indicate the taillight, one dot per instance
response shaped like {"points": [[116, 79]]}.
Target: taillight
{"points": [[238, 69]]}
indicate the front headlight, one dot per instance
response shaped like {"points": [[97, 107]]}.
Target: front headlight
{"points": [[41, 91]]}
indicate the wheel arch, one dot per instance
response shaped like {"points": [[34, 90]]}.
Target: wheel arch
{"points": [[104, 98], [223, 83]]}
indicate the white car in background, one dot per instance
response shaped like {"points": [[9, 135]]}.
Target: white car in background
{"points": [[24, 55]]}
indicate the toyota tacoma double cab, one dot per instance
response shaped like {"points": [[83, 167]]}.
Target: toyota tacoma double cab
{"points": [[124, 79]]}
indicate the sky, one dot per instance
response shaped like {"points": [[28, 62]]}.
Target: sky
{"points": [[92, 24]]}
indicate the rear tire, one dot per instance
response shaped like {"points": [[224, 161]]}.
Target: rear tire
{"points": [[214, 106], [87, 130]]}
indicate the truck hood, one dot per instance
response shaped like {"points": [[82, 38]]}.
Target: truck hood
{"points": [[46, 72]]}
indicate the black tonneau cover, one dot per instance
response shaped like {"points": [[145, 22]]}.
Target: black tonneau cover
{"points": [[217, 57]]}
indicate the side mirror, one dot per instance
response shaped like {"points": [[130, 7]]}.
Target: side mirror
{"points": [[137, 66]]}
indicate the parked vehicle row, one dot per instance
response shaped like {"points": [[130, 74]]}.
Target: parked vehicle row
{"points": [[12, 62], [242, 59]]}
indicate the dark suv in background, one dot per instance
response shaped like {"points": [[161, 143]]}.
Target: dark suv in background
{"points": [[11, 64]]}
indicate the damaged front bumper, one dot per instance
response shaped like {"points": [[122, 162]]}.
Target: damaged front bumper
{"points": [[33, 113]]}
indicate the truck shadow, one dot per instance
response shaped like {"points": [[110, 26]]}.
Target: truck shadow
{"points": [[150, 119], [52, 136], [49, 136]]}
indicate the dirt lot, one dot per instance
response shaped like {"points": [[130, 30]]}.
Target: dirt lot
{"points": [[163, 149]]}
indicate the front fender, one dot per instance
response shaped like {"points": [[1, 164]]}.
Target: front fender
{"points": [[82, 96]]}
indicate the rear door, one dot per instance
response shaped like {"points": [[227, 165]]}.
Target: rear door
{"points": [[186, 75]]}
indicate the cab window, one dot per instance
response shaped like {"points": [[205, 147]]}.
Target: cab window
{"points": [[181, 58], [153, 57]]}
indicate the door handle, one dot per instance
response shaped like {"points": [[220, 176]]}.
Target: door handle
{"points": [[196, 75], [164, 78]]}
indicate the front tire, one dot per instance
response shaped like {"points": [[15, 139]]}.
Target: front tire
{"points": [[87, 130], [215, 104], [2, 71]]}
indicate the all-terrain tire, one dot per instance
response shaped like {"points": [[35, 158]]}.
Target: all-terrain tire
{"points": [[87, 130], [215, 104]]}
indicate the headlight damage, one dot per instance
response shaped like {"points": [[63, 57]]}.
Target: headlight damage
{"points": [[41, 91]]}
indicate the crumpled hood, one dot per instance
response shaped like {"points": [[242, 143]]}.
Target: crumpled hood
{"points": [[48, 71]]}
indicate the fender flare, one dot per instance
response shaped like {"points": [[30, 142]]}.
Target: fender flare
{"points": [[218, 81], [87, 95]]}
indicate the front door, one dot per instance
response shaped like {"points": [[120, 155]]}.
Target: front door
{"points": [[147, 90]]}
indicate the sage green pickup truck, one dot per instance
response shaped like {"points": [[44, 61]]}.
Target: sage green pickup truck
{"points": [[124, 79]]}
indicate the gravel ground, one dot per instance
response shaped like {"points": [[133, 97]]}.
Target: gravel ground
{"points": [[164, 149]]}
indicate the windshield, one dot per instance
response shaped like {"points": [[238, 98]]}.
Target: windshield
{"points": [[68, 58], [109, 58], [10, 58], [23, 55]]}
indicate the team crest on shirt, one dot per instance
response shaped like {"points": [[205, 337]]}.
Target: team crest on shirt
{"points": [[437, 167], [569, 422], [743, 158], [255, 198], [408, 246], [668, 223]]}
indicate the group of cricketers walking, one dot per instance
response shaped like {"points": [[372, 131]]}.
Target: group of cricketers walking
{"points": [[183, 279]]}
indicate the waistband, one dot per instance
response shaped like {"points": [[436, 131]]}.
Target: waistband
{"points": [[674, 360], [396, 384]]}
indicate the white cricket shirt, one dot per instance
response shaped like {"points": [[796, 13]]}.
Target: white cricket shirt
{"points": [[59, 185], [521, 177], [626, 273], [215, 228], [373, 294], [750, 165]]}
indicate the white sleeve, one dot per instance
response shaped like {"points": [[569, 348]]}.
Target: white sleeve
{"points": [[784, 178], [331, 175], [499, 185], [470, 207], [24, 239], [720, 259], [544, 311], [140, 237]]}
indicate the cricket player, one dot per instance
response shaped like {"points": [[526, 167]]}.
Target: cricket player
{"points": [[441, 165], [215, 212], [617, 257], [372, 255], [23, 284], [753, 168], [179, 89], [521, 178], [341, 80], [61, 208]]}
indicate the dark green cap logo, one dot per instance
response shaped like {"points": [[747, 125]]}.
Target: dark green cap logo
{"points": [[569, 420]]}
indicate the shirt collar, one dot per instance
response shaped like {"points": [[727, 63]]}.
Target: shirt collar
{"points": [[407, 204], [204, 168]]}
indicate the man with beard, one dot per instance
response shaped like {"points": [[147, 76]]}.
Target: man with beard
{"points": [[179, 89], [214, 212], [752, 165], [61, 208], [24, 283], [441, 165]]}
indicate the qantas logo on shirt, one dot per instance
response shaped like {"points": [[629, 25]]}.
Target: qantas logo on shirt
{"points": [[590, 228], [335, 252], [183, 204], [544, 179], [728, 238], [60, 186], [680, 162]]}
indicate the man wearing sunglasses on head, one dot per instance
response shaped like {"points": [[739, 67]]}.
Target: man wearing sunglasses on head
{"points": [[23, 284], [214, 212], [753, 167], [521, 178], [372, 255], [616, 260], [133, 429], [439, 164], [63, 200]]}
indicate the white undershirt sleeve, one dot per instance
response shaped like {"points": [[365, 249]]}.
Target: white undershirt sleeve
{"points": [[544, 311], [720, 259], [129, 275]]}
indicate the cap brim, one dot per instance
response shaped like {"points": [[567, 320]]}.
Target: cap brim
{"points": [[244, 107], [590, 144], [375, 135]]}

...

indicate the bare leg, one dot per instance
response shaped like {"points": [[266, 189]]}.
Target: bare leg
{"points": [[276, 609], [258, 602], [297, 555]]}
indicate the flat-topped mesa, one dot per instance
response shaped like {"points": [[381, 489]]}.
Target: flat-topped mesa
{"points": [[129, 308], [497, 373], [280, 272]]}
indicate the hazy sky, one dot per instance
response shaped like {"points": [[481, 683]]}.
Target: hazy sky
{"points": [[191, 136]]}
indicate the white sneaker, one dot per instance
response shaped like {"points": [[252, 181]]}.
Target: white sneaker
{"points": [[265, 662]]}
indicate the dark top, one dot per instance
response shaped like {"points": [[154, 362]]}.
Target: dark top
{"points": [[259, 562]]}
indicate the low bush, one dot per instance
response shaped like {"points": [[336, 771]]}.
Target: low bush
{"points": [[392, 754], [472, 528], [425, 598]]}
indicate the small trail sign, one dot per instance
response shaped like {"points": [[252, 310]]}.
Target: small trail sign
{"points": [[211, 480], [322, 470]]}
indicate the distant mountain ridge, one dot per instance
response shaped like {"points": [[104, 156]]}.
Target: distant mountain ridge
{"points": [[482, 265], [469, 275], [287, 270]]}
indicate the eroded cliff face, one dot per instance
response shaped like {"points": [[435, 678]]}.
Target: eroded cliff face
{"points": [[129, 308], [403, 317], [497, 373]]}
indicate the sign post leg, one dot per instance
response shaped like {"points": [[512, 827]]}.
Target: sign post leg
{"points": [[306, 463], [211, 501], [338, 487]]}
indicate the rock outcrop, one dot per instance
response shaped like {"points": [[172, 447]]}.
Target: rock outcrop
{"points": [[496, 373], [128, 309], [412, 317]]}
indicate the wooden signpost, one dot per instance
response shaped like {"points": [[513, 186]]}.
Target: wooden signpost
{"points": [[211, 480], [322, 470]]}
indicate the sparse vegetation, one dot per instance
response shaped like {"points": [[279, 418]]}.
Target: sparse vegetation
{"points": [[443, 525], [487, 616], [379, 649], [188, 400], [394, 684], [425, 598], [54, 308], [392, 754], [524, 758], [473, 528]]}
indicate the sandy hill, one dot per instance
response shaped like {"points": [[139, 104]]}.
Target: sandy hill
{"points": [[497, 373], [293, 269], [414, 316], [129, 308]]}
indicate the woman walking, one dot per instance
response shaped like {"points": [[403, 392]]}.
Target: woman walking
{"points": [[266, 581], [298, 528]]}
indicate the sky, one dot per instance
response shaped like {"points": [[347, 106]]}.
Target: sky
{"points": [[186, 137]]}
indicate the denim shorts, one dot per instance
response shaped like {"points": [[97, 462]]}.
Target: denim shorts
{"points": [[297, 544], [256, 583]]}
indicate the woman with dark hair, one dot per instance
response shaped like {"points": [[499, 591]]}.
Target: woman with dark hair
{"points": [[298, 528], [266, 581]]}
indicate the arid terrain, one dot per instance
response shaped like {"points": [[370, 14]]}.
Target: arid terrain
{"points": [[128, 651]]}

* * *

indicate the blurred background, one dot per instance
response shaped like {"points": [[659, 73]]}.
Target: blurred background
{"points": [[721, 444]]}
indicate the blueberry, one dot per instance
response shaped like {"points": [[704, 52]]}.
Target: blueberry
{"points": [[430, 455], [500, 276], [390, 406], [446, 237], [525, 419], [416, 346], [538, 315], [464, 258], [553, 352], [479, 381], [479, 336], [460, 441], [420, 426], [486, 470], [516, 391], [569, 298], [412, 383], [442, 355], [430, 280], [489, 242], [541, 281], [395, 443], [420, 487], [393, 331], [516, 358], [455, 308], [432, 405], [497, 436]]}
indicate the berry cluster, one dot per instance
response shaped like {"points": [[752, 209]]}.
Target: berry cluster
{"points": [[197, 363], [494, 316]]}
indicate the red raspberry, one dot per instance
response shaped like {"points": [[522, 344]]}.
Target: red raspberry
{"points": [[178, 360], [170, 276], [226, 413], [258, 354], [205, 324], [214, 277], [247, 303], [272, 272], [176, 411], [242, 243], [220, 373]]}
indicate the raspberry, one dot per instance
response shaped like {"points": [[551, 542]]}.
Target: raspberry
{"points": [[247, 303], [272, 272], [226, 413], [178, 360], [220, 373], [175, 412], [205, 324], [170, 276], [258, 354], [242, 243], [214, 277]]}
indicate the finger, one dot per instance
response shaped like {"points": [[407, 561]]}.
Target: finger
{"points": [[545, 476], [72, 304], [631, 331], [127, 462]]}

__CHALLENGE__:
Please copy out every line of the data above that contains the string "qantas". Matches are case-sensitive.

__CORRECT ANSWER__:
indicate the qantas logo on shirt, one dot per instance
Target: qantas logo on shirt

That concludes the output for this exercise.